* [STATED GOAL]: The lines to extract start at the one containing "Exercise. Point out the food" and end with the last line; give them exactly and nothing more.

─── GIVEN DATA

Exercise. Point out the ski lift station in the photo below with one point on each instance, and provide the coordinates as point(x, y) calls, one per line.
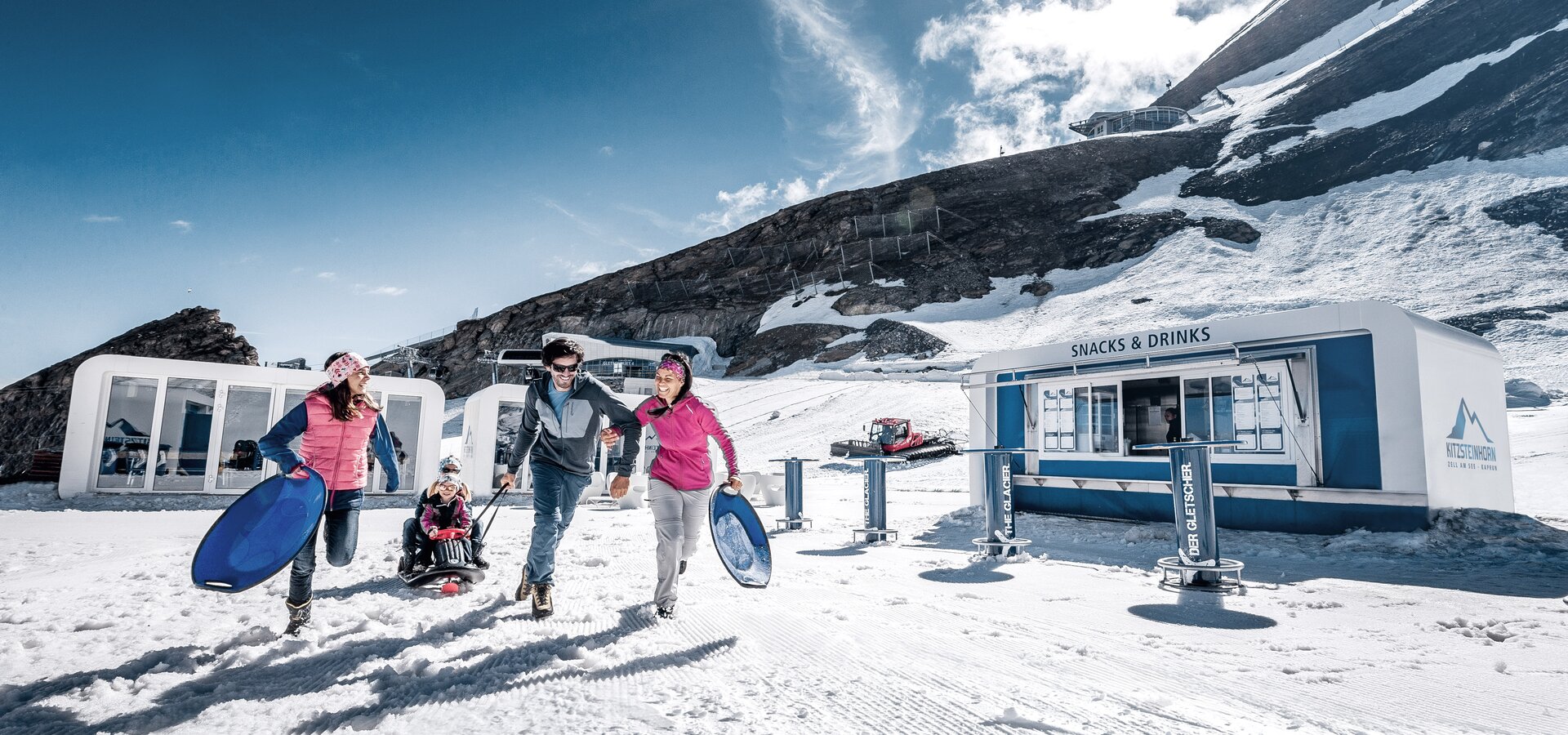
point(1349, 416)
point(156, 425)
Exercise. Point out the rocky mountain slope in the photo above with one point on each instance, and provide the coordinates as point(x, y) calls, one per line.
point(33, 409)
point(1307, 100)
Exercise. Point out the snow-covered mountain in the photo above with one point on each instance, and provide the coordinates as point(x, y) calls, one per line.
point(1410, 151)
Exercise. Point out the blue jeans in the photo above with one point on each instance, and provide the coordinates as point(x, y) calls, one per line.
point(342, 537)
point(555, 494)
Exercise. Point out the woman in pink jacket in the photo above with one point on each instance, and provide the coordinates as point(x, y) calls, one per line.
point(336, 424)
point(681, 477)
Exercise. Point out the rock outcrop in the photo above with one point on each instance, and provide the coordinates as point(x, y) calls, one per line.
point(33, 409)
point(1029, 213)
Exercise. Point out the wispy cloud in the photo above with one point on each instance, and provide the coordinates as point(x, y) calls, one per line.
point(582, 270)
point(833, 66)
point(756, 201)
point(380, 290)
point(1037, 66)
point(601, 234)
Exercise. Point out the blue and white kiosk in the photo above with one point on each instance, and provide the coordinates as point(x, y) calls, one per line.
point(1348, 416)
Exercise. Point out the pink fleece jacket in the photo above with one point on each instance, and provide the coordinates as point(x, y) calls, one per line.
point(683, 443)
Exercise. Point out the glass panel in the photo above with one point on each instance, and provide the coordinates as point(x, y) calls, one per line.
point(184, 434)
point(127, 422)
point(292, 399)
point(1271, 411)
point(1048, 424)
point(1245, 412)
point(1223, 422)
point(402, 416)
point(1106, 419)
point(1152, 412)
point(245, 412)
point(1080, 419)
point(509, 419)
point(1196, 406)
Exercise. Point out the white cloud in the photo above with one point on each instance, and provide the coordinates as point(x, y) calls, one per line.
point(601, 234)
point(751, 203)
point(1037, 66)
point(866, 136)
point(584, 270)
point(380, 290)
point(882, 114)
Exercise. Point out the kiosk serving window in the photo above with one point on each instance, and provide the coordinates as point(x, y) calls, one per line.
point(1241, 403)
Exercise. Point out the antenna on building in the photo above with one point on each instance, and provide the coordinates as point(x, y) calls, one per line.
point(410, 358)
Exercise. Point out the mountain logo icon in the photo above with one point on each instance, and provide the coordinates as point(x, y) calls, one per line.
point(1465, 421)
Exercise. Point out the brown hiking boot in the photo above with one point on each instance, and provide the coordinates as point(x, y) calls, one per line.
point(524, 590)
point(543, 607)
point(298, 617)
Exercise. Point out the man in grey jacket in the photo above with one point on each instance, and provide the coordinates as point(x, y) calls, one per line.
point(560, 436)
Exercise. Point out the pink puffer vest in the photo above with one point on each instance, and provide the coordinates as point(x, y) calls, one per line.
point(336, 448)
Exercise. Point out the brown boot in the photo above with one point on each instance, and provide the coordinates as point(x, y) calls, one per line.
point(524, 590)
point(543, 605)
point(298, 617)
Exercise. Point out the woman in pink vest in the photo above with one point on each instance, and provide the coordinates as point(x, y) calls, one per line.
point(681, 479)
point(334, 425)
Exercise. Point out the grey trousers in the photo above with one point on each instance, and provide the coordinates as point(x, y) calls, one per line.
point(679, 519)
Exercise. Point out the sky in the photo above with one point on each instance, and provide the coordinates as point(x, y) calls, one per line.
point(349, 176)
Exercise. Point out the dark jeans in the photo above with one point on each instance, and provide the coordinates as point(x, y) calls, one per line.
point(555, 494)
point(416, 542)
point(342, 537)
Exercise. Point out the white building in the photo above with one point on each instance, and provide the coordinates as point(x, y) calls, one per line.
point(154, 425)
point(1351, 416)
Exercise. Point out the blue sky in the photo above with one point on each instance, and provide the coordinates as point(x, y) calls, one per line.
point(353, 174)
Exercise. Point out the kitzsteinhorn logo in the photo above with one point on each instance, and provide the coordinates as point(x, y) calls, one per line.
point(1463, 425)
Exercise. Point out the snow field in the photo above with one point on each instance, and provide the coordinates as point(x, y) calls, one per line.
point(1455, 629)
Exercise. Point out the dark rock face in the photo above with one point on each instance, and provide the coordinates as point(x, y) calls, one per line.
point(884, 337)
point(1235, 231)
point(1017, 215)
point(786, 345)
point(1547, 209)
point(1263, 41)
point(1481, 323)
point(33, 409)
point(1498, 112)
point(1024, 213)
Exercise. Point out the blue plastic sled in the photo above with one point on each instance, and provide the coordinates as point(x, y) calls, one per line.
point(739, 538)
point(259, 535)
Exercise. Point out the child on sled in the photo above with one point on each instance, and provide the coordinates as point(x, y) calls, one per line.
point(416, 541)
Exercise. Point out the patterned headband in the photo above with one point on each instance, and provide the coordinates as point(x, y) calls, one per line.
point(675, 368)
point(344, 368)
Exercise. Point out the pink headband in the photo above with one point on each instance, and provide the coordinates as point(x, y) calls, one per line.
point(344, 368)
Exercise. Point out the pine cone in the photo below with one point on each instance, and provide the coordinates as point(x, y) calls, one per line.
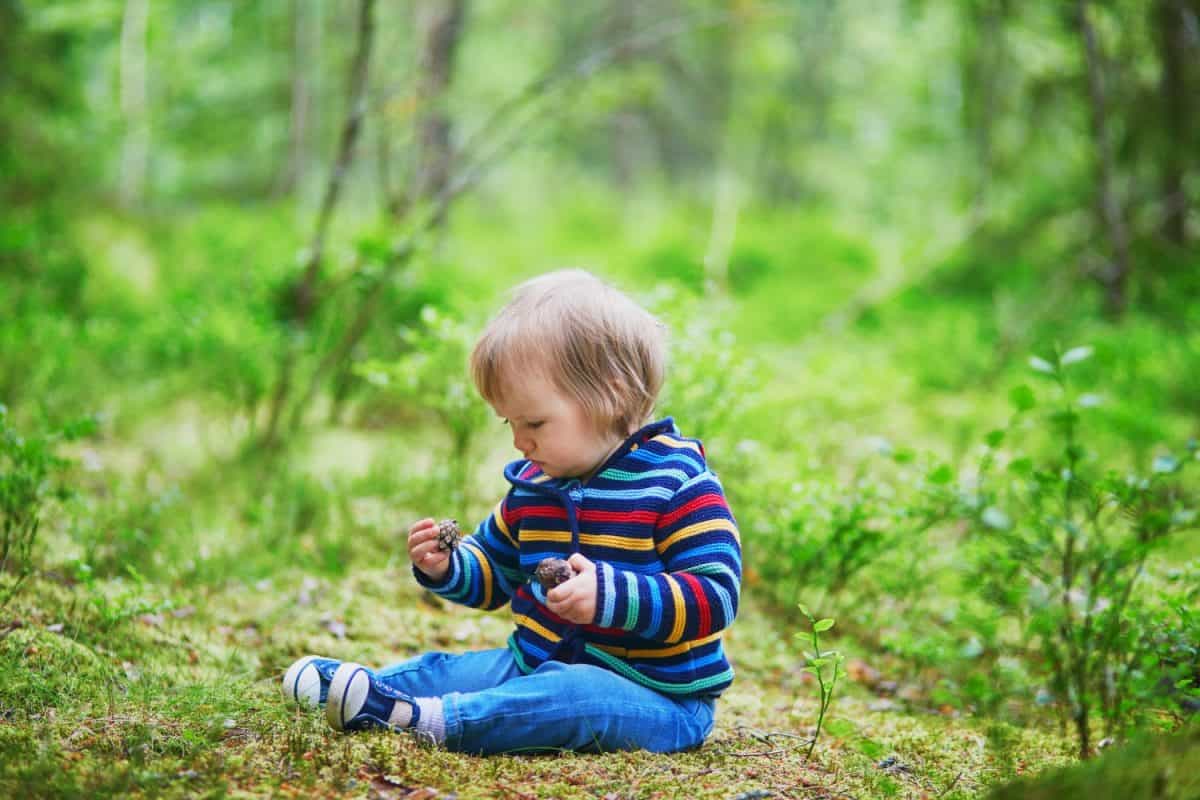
point(448, 535)
point(551, 572)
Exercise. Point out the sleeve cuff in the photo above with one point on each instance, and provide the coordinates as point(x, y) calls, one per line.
point(438, 585)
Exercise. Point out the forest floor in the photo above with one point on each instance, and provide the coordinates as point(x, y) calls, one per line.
point(183, 699)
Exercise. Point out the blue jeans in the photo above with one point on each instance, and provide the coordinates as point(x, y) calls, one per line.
point(491, 707)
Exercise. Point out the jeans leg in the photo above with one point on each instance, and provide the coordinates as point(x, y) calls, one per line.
point(573, 707)
point(433, 674)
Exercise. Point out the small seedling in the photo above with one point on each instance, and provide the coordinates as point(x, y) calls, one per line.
point(816, 663)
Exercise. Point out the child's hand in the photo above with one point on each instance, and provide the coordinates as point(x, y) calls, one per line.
point(575, 600)
point(423, 549)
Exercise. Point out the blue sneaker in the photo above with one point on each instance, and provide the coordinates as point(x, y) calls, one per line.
point(359, 701)
point(306, 681)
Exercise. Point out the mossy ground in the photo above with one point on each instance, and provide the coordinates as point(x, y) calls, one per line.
point(185, 702)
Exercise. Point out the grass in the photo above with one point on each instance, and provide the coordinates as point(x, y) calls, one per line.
point(183, 701)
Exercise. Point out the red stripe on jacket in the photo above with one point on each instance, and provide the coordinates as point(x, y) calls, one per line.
point(706, 614)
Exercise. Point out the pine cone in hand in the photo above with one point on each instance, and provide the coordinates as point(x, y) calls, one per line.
point(448, 535)
point(551, 572)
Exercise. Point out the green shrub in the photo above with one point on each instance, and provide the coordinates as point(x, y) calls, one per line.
point(1059, 545)
point(28, 468)
point(1164, 768)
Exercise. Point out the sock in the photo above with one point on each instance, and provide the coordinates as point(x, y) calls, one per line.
point(431, 721)
point(401, 714)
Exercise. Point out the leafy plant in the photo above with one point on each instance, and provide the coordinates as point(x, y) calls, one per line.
point(819, 663)
point(433, 377)
point(1060, 546)
point(27, 468)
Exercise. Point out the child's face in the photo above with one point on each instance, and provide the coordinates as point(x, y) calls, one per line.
point(552, 429)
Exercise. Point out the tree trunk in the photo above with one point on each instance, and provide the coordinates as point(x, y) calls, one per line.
point(305, 49)
point(1115, 277)
point(623, 120)
point(136, 144)
point(303, 296)
point(1173, 86)
point(441, 24)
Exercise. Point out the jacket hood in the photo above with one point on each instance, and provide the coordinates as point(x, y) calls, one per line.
point(522, 473)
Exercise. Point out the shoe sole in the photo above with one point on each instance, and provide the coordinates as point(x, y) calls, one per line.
point(347, 695)
point(301, 683)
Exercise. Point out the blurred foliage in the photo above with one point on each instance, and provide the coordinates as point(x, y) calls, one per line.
point(858, 223)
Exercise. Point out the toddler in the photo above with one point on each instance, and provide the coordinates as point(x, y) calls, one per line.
point(627, 653)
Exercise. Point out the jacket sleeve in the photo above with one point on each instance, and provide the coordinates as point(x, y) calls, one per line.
point(697, 593)
point(485, 566)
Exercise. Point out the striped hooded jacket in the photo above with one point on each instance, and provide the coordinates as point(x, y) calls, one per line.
point(667, 554)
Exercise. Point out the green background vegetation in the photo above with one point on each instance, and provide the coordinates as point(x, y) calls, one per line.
point(931, 274)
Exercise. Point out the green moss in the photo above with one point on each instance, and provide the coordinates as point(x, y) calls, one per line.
point(1164, 768)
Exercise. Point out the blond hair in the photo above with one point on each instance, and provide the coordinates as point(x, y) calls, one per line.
point(588, 338)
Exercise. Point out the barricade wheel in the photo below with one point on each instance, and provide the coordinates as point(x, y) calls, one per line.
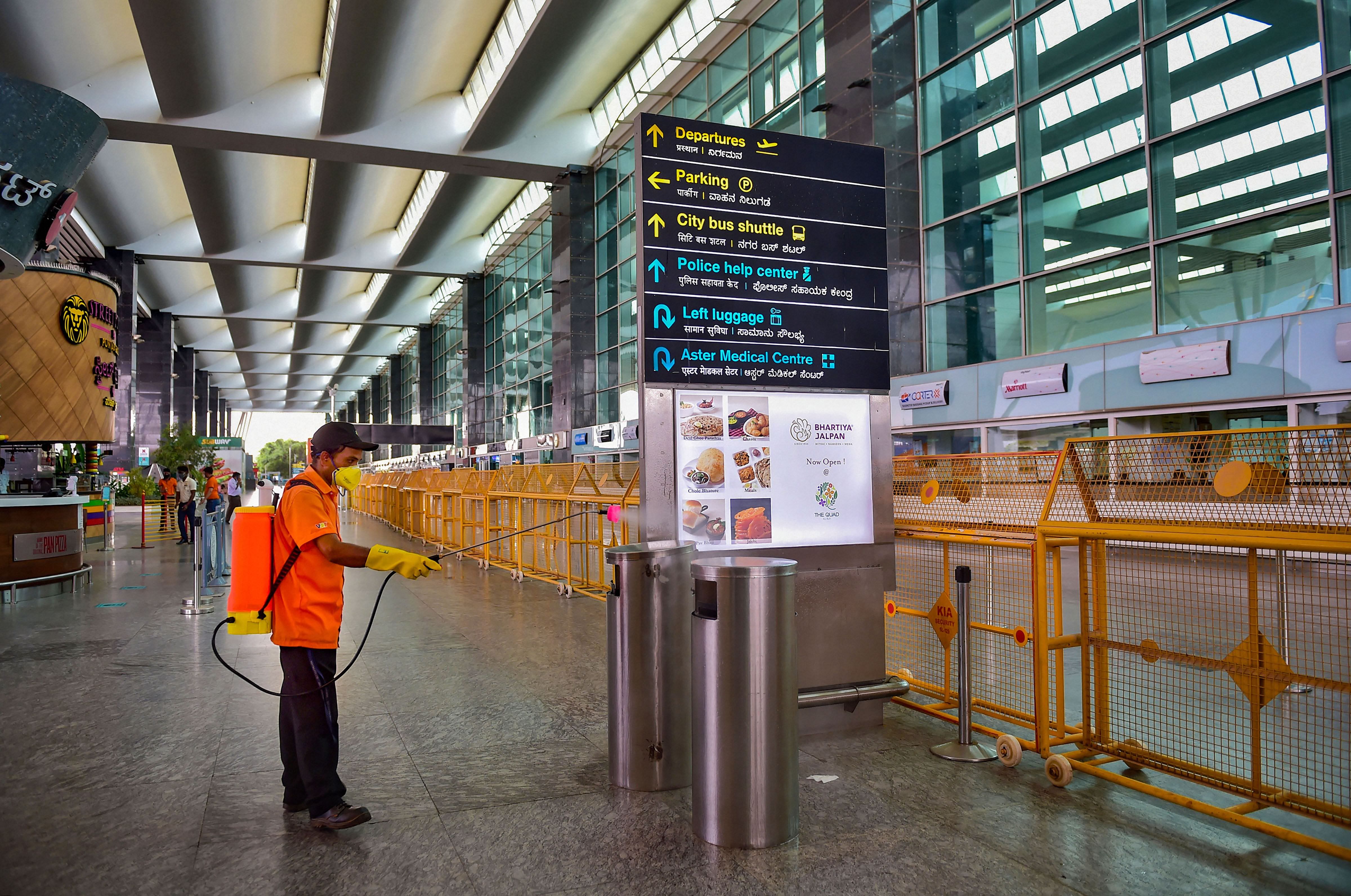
point(1134, 767)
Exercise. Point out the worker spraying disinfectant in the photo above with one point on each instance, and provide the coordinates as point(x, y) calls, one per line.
point(301, 605)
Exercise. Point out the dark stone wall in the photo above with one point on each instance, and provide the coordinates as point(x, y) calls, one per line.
point(183, 386)
point(575, 302)
point(202, 395)
point(155, 387)
point(873, 42)
point(476, 395)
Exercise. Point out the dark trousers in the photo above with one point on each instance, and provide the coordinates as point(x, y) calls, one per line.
point(187, 514)
point(310, 730)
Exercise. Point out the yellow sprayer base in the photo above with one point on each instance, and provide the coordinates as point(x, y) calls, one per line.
point(248, 624)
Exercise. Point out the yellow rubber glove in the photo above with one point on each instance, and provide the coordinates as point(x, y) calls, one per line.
point(404, 563)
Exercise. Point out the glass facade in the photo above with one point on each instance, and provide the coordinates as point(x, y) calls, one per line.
point(769, 78)
point(617, 290)
point(1098, 171)
point(448, 368)
point(518, 340)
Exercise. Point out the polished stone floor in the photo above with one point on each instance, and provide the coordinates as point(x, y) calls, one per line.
point(473, 728)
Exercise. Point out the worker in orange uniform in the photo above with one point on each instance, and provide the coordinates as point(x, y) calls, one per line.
point(213, 490)
point(168, 498)
point(308, 615)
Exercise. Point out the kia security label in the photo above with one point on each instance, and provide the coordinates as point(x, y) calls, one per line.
point(762, 259)
point(776, 469)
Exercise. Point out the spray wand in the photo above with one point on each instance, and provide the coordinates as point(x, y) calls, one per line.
point(612, 513)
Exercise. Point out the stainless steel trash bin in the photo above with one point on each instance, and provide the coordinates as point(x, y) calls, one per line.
point(745, 668)
point(648, 632)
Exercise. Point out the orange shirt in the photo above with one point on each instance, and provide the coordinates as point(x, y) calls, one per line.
point(308, 603)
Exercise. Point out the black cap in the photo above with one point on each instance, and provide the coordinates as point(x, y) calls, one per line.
point(337, 436)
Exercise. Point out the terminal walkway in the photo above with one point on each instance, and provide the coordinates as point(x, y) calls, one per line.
point(473, 728)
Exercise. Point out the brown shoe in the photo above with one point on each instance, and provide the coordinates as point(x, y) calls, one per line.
point(341, 817)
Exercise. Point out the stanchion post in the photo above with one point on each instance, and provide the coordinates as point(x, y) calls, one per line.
point(199, 603)
point(964, 749)
point(1281, 595)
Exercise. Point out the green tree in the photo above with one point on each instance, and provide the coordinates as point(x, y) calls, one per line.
point(274, 457)
point(180, 447)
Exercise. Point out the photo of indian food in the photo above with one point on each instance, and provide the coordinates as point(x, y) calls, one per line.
point(702, 426)
point(752, 521)
point(748, 422)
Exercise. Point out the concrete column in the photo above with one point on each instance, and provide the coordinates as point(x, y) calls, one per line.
point(425, 376)
point(882, 111)
point(155, 391)
point(476, 393)
point(119, 265)
point(183, 379)
point(200, 398)
point(575, 302)
point(396, 388)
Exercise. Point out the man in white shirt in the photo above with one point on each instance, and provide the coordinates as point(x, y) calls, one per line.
point(187, 506)
point(264, 492)
point(234, 495)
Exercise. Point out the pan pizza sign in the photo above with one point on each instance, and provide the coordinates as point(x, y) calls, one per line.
point(44, 545)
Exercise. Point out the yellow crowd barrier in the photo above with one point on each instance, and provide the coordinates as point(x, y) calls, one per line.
point(980, 511)
point(1215, 582)
point(457, 510)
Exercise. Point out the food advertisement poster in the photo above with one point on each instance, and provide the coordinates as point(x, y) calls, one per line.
point(773, 469)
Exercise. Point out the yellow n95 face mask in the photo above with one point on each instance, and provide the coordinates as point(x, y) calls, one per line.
point(348, 478)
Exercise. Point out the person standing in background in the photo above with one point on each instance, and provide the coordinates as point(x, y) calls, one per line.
point(187, 506)
point(211, 491)
point(265, 492)
point(234, 495)
point(168, 498)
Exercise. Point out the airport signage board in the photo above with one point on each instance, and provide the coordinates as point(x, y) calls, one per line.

──────

* [SOLUTION TO THIS PROBLEM]:
Exercise. Point out the food advertisement poster in the photo above with one point on each instance, and provide the coordinates as point(x, y) calls, one per line.
point(773, 469)
Exercise. Point out the yellow n95 face mask in the photo above with one point on each instance, and provide the coordinates as point(x, y) calls, one per line.
point(348, 478)
Exercise. Point out the person standing in background in the photo above with one point on each instance, and provide the coordinates as point(x, y) calls, one per line.
point(187, 506)
point(211, 491)
point(265, 492)
point(234, 495)
point(168, 498)
Exercise. Point out the airport signage board in the photo above with one point on each instance, and provide the coordinates as point(x, y) calls, one per line.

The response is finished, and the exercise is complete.